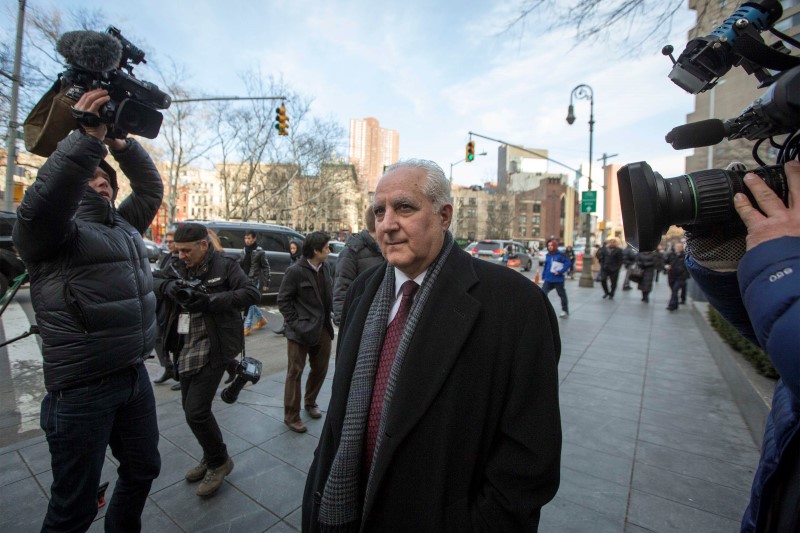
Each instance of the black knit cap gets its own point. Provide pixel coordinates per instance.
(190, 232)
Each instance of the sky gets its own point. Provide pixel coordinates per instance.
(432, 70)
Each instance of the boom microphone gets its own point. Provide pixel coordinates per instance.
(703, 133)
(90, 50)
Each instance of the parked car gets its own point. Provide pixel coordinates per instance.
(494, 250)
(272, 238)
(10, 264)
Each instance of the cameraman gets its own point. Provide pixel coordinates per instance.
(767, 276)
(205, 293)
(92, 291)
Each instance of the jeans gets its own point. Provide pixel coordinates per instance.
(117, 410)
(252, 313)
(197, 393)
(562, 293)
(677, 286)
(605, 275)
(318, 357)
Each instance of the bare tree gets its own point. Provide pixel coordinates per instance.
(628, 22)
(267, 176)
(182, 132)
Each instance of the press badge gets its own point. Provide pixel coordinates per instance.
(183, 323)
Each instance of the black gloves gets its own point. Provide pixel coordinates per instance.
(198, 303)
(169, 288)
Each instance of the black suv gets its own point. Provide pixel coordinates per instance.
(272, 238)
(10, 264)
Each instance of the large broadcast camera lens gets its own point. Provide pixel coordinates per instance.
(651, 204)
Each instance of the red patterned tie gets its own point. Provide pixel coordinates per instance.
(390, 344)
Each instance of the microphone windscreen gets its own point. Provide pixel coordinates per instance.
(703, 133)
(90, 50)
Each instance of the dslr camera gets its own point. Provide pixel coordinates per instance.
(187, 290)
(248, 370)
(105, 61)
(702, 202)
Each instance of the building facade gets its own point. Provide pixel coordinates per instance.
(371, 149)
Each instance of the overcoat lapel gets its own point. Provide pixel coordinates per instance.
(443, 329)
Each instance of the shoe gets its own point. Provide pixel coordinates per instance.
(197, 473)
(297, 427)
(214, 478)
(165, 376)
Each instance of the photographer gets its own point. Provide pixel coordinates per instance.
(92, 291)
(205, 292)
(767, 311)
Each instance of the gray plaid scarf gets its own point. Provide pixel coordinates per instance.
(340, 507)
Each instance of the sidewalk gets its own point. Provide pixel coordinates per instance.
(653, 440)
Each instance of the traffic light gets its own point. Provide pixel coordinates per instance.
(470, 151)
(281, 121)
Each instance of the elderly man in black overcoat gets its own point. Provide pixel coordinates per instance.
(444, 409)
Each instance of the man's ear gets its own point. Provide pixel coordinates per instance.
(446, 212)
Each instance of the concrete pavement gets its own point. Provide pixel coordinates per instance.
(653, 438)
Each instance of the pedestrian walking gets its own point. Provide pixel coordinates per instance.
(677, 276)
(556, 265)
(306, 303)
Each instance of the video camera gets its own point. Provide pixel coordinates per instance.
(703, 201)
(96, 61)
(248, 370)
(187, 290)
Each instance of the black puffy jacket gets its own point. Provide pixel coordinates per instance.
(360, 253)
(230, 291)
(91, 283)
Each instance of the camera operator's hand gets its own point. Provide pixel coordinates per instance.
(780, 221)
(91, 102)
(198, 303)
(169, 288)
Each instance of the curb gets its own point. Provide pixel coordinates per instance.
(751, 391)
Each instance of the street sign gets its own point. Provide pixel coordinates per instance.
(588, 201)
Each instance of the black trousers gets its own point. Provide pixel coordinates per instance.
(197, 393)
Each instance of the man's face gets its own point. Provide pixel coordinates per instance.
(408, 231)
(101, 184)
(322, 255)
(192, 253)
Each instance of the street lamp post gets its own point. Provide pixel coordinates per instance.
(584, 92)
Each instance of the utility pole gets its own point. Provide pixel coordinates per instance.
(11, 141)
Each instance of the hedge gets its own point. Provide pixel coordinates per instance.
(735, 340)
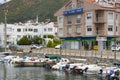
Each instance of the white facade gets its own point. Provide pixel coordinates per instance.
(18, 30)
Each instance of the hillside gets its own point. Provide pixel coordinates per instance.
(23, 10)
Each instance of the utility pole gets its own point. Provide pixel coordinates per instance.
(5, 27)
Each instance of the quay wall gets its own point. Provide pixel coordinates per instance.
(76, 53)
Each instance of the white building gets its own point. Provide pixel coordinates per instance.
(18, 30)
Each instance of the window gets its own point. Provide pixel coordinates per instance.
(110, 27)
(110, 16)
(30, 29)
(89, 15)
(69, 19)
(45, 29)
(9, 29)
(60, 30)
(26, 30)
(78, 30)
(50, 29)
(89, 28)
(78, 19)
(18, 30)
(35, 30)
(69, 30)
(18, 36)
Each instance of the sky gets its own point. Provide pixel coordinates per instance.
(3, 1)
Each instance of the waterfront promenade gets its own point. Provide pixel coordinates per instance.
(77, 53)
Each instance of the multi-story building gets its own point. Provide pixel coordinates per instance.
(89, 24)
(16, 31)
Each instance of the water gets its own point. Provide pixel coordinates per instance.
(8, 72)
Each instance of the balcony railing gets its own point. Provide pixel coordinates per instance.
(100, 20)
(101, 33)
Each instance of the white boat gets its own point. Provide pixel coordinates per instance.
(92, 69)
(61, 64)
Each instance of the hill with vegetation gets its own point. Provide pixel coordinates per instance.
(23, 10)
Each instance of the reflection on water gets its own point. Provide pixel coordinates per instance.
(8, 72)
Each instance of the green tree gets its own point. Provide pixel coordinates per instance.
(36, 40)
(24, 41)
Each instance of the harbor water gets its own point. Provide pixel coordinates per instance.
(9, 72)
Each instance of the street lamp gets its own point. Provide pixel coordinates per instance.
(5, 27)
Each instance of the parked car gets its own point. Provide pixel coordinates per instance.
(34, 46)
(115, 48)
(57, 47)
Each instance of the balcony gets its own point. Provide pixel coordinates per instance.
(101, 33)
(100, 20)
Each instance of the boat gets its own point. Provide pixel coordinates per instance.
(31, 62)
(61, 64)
════════════════════
## Task
Output an exact copy of the material, with the pictures removed.

## Answer to the exercise
Each instance of the black knit cap gets its own point. Provide pixel coordinates per instance.
(190, 232)
Each instance of the sky gets its own point. Provide pixel coordinates per instance.
(432, 70)
Each instance of the boom microphone gets its own point. Provide pixel coordinates per instance.
(703, 133)
(90, 50)
Each instance of the parked car gets its own point. Provide pixel coordinates per instance.
(494, 250)
(272, 238)
(10, 264)
Each instance of the cameraman gets its own point. Provide pixel coordinates per instance.
(767, 276)
(205, 293)
(92, 291)
Each instance of the jeans gets its own point. Provide pixel coordinates per instance.
(117, 410)
(252, 313)
(197, 393)
(562, 293)
(677, 286)
(605, 275)
(318, 357)
Each instance of the bare tree gets its own point. Provide pixel coordinates per instance.
(628, 22)
(267, 176)
(182, 132)
Each instance of the press badge gets its own point. Provide pixel coordinates per instance.
(183, 323)
Each instance of the black gloves gets its own point. Provide pixel coordinates per instance.
(198, 303)
(169, 288)
Each instance of the black suv gets its own point. Provide pixel coordinates per instance.
(272, 238)
(10, 264)
Each instance of the large broadcast camera lens gets its own point. Provide pixel coordinates per instance.
(651, 204)
Each instance of the red patterned tie gets its own point. Provide pixel coordinates per instance.
(390, 344)
Each instance of the microphone windscreen gets its own point. Provide pixel coordinates per instance.
(703, 133)
(90, 50)
Each instance of the dslr camera gets its own point. Provide pixel coordinates per instance.
(187, 290)
(248, 370)
(105, 61)
(702, 202)
Each instance of the building facade gets its own point. Provide pixel coordinates per instance.
(371, 149)
Each instance of the overcoat lapel gets its own point. Provide pixel coordinates per instance.
(443, 329)
Each instance of the shoe gets its own point. Provide pixel coordinates per instance.
(197, 473)
(297, 427)
(214, 478)
(165, 376)
Each instance of the photographer gets its own point. Provide pixel coordinates per instance.
(92, 291)
(205, 292)
(767, 311)
Each instance of the gray plaid scarf gets its own point. Provide pixel coordinates per instance.
(340, 507)
Each instance of the sidewalk gets its own point. Provide pixel coordinates per instance.
(653, 440)
Each instance of the traffic light gets its own point. Provide pixel coordinates per instance.
(470, 151)
(281, 121)
Each instance of the elderly man in black overcoat gets its own point. Provide pixel coordinates per instance.
(444, 409)
Each instance of the man's ear gets its own point. Provide pixel coordinates per instance.
(446, 212)
Each instance of the concrete pavement gets its own point. Provide pixel coordinates per instance.
(653, 438)
Each instance of the pedestrian walking gets its own point. Provide pixel coordinates per instance.
(677, 276)
(556, 265)
(306, 303)
Each instance of the video camera gets its own point. Provide pixel coordinates per instance.
(703, 201)
(96, 61)
(248, 370)
(187, 290)
Each instance of the black puffy jacket gets its own point. Provide pixel coordinates per instance.
(360, 253)
(230, 291)
(91, 283)
Each instance of the camera operator's hand gets its own point. Provide pixel coordinates per instance.
(780, 221)
(91, 102)
(198, 303)
(169, 288)
Each instance of the curb gets its own point. Provide pixel coordinates per instance.
(751, 391)
Each instance of the street sign gets its own point. Provide pixel coordinates per instance.
(588, 201)
Each instance of the black trousers gets its own point. Provide pixel coordinates per instance.
(197, 393)
Each instance of the man's face gets its own point. Provide pixel coordinates per instance.
(408, 231)
(101, 184)
(322, 255)
(192, 253)
Each instance of the street lamp post gets its own point. Provide pixel coordinates per instance.
(584, 92)
Each instance of the utility pole gets its own point. Provide pixel coordinates per instance.
(11, 141)
Each instance of the hedge gets its own point. Provide pixel coordinates per instance.
(735, 340)
Each instance of the white facade gets its own point. Provide pixel coordinates per instance.
(18, 30)
Each instance of the hillside gets its own point. Provide pixel coordinates per instance.
(23, 10)
Each instance of the utility pole gets its own point. Provide pixel coordinates per instance.
(5, 27)
Each instance of the quay wall gets its own point. Provide pixel coordinates per instance.
(76, 53)
Each instance of the white building gets its own point. Provide pixel coordinates per instance.
(18, 30)
Each instance of the window gets its own point. Provide pixel coordinates per instance.
(110, 27)
(110, 16)
(30, 29)
(89, 15)
(69, 19)
(45, 29)
(9, 29)
(60, 30)
(26, 30)
(78, 30)
(50, 29)
(89, 28)
(78, 19)
(18, 30)
(35, 30)
(69, 30)
(18, 36)
Each instance of the sky gets its own point. Provide pixel coordinates per instance.
(3, 1)
Each instance of the waterfront promenade gets its own point. Provide pixel coordinates per instance.
(77, 53)
Each instance of the multi-story building gets its own point. Provide pixel coordinates per instance.
(89, 24)
(16, 31)
Each instance of the water gets its own point. Provide pixel coordinates per instance.
(8, 72)
Each instance of the balcony railing gets its own point. Provide pixel coordinates per instance.
(100, 20)
(101, 33)
Each instance of the white boat gets its own point. Provide pixel coordinates per instance.
(92, 69)
(61, 64)
Each instance of the hill with vegetation gets its own point. Provide pixel coordinates per instance.
(23, 10)
Each instance of the reflection on water gets its own point. Provide pixel coordinates per instance.
(8, 72)
Each instance of the green tree gets its own point. Provide pixel coordinates per instance.
(36, 40)
(24, 41)
Each instance of the harbor water gets its own point. Provide pixel coordinates per instance.
(9, 72)
Each instance of the street lamp gets its own point. Provide pixel coordinates per instance.
(5, 27)
Each instance of the parked car gets its own point. Provide pixel coordinates per instance.
(34, 46)
(115, 48)
(57, 47)
Each instance of the balcony gets its own point. Provide pixel coordinates per instance.
(101, 33)
(100, 20)
Each instance of the boat gets its own point. Provide pixel coordinates per instance.
(31, 62)
(61, 64)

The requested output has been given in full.